----- Text section
Air Canada has recently launched a new application for employees that will help reuse and recycle uniform pieces, preventing the resource-intensive fabric from ending up in landfills. On Global Recycling Day, as part of its ongoing commitment to Leave Less, Air Canada is encouraging its front-line employees to exchange their new and gently used Air Canada uniforms through the UNI2 uniform exchange app.
Instead of sending all the returned uniforms to recycling, Air Canada’s uniform team inspects returned uniforms and sets aside pieces that can be cleaned and put back into service. Through the app, employees can scroll through images of available pieces and request free gently-used items.
“The UNI2 uniform exchange app has been a long time in the making, but the uniform backorders brought on by the COVID-19 pandemic gave Air Canada the momentum needed to reassess our program, and implement an innovative and sustainable solution,” said Nisha Muire, Manager, Uniform Program and Brand Management at Air Canada.
Even the dry-cleaning process was reviewed for its impact on the environment. Collected pieces are sent to a supplier that provides “wet cleaning,” a process that is safe for all fabrics including wool and silks. It uses a specially formulated solution that utilizes very little water, no harsh chemicals, and is fully biodegradable.
----------
----- Extracted entries
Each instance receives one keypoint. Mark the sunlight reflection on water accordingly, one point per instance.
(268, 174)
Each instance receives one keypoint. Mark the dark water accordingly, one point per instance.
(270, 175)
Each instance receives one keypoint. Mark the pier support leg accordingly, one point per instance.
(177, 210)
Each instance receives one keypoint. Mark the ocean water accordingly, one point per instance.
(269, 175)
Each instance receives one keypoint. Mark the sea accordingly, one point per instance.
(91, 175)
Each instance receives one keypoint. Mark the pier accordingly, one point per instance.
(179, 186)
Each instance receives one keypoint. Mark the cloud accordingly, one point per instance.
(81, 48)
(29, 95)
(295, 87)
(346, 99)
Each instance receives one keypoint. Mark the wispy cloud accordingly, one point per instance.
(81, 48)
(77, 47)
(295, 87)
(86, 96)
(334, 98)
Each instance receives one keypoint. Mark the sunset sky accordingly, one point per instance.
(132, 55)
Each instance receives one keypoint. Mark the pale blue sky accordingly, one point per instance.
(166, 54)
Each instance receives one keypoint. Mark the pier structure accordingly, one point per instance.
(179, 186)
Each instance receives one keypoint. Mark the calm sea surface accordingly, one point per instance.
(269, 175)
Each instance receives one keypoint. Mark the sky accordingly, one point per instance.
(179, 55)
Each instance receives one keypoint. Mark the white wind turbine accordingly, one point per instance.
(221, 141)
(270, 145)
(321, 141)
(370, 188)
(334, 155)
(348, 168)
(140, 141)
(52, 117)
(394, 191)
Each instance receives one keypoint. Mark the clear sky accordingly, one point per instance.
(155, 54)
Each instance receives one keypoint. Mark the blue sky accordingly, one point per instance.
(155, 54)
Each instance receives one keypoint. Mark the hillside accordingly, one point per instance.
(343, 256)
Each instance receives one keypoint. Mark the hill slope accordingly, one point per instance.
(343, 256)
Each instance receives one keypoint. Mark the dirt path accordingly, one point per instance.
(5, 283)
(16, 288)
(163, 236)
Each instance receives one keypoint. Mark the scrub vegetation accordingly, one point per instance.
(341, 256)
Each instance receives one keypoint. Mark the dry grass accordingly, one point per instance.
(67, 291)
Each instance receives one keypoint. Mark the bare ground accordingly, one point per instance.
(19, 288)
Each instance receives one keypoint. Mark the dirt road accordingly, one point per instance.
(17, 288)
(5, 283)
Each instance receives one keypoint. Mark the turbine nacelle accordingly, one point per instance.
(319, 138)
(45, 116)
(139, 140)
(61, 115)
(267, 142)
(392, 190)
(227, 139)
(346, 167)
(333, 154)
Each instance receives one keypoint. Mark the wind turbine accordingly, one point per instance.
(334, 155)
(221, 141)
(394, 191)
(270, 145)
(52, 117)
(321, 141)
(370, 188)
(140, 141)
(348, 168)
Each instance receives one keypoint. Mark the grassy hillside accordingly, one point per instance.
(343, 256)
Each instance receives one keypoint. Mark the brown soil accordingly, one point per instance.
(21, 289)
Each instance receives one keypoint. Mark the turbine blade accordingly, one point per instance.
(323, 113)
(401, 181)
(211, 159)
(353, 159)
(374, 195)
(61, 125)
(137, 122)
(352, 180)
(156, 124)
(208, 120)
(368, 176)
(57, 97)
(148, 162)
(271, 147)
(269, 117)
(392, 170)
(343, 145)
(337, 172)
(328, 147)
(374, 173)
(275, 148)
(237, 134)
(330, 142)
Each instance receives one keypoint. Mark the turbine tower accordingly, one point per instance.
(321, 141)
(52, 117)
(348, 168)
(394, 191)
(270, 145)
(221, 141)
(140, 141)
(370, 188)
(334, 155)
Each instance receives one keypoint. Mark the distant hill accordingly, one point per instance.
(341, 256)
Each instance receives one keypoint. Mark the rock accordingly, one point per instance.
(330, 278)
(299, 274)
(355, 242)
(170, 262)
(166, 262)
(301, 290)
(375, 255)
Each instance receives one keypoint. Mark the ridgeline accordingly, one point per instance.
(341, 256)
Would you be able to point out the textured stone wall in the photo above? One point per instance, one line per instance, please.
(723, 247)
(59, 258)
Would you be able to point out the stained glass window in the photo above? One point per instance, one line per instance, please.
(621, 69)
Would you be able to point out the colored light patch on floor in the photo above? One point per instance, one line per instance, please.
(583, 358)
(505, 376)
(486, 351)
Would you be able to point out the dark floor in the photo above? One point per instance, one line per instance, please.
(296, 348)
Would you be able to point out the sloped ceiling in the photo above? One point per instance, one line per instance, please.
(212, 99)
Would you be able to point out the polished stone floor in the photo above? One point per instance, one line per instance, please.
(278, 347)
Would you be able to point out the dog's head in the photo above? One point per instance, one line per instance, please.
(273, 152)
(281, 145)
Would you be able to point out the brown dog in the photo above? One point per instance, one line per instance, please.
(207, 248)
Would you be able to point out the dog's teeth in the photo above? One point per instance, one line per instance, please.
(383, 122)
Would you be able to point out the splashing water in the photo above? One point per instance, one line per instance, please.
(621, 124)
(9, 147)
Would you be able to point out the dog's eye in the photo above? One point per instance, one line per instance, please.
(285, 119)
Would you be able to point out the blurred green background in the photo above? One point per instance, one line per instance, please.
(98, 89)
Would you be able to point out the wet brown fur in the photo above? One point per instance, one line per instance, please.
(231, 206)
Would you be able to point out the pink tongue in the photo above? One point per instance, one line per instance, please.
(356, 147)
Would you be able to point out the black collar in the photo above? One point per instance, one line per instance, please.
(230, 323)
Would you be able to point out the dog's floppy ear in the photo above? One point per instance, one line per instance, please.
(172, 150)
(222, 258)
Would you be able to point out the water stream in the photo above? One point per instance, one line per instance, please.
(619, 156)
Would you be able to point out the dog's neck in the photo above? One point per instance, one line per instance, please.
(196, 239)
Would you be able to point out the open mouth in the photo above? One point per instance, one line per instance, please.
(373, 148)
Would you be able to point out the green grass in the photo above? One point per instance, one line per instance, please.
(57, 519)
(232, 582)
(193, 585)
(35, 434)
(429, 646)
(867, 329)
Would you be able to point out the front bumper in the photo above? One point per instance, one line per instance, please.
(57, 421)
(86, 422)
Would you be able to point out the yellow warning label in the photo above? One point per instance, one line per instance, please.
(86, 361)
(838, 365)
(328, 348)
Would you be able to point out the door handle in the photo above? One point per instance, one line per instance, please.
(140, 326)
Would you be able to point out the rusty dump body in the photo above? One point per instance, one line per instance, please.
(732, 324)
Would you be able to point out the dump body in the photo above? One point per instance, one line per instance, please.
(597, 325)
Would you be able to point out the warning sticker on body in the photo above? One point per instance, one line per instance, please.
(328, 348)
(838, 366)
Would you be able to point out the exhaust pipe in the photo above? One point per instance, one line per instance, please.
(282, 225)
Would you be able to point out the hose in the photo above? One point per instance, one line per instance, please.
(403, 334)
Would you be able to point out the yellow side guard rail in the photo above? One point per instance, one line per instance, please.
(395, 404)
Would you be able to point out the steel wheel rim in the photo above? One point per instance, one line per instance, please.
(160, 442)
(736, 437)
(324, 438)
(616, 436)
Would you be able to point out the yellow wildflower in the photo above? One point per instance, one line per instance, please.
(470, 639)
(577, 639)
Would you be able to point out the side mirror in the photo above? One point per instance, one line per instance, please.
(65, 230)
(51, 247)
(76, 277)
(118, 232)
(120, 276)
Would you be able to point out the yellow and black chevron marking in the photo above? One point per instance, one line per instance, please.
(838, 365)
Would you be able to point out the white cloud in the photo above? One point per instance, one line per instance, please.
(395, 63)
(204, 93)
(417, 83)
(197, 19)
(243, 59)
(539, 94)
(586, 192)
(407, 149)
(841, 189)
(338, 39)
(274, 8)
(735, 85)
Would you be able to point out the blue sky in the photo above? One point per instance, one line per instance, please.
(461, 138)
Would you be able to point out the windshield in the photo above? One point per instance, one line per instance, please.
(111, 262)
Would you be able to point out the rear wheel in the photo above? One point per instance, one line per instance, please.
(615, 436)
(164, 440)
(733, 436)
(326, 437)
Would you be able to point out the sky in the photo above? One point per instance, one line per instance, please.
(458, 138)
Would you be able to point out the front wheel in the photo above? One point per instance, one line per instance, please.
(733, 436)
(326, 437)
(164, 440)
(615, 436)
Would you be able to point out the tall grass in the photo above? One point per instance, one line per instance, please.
----------
*Brief*: Continue the article about Air Canada's UNI2 uniform exchange app, picking up after its final sentence.

*Written reply*:
In only 12 weeks since the program was launched, there have already been more than 100 successful exchanges using the app, with more than 300 uniform pieces that have been reused by employees.
This is the latest initiative by Air Canada to recycle uniforms and other items as the airline strives to reduce its environmental footprint in every aspect of the business. Since 2016, Air Canada has been able to divert nearly 1,150 tonnes of material from landfills by partnering with Canadian charities to give slightly used or even new and unused items a second life.
That includes donating old uniforms and amenity kits to Toronto-based Brands For Canada, which supports numerous programs and groups across the country.